[Written tasks]
A – In the blog entry about the invisible crib, why did the writer sell a crib that wasn't there? Answer in one to three sentences.
B – Continue the blog entry about the invisible crib after its final sentence, in the same joking voice.

Put your baby down to sleep in the new invisible crib! Only $149.99! 2003-02-21 - 6:11 p.m.
Oh the joys of retail. This morning I sold an expensive crib to a scary lady with a mullet. An expensive, non-existent crib. I blame the stupid computer for saying it was in stock when it wasn't. Sure, you can technically call the stockroom people to have them check, but who wants to do that? The damn computer is supposed to be right!
So anyway, three *managers* later, I guess they got everything straightened out. But Scary Mullet Lady kept walking by while I was covering shoes. So I'd make it a point to duck into the back each time. Because I'm damn sneaky. And because I'm scared of women with mullets. The poor kid that's going to end up sleeping in the non-existent crib.
"Sorry Timmy and Johnny and Susie. I can't play right now. I have to go over to Grandma Mullet's. She's cooking my favorite dinner: squirrel stew."

[Raw records]

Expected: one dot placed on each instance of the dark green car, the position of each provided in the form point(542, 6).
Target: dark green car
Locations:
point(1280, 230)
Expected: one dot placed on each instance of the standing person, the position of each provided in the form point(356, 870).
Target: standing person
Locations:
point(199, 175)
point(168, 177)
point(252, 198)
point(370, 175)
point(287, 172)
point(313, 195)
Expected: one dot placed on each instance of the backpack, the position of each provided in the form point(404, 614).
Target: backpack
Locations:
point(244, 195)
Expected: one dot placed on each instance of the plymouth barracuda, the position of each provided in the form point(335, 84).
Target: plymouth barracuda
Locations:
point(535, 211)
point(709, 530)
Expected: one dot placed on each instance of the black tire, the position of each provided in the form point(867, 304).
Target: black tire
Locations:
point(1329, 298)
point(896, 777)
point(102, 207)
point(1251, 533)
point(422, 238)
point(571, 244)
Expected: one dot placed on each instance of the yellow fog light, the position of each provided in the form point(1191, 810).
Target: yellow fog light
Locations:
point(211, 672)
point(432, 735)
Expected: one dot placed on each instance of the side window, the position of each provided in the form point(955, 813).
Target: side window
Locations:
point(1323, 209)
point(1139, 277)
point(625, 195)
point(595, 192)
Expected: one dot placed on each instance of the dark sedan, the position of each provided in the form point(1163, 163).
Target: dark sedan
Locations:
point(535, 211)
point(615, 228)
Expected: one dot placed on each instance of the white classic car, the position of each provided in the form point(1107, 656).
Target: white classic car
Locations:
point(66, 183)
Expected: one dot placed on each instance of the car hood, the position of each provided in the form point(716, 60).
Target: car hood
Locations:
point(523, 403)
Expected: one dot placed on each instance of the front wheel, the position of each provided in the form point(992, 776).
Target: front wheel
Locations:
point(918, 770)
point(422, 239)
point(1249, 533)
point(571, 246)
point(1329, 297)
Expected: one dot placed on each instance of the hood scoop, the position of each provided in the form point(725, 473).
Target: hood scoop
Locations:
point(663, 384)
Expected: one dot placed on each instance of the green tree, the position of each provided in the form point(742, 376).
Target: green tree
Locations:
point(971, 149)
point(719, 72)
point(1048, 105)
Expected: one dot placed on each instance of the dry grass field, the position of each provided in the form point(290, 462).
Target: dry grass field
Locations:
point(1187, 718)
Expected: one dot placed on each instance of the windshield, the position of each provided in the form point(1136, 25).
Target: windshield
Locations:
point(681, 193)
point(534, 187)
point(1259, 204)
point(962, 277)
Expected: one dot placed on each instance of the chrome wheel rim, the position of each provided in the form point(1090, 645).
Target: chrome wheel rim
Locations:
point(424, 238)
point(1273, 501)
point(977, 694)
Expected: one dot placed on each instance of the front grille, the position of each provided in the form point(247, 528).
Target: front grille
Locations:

[Responses to the tasks]
A – The store computer showed the crib as in stock when it wasn't. The writer could have called the stockroom to check but didn't, expecting the computer to be right.

B –
Yes. Today I also managed to almost break a rib or two, falling over a box of shower curtains that was conveniently placed in front of the stockroom door. The queen size sheet sets I was carrying flew into the air. The broken computer chair from the display broke into several pieces, which knocked over some sort of wire contraption and in turn made a mess of a pile of ugly red towels. Needless to say, I made a terrific racket which frightened away an old lady or two. And yes, my bottom right ribs are slightly hurty. But unfortunately not hurty enough to be broken. I don't think. We'll see though. I'm definitely accepting excuses to skip work tomorrow. I'm told I'll pretty much be the only one in the store until just before it opens. How wonderful. I'm supposed to be using the computer to restock stuff, which I conveniently do not know how to do. So maybe I'll just curl up in the piles of clothes that will naturally be left in the fitting rooms and take a four hour paid nap, or else finish my book already. I think Sears would benefit greatly from me being well-versed in Kerouac. :)
Yeah. So I wonder how much I would have to drink to end up with a spectacular hangover of the "call in sick" variety....
These are things to ponder.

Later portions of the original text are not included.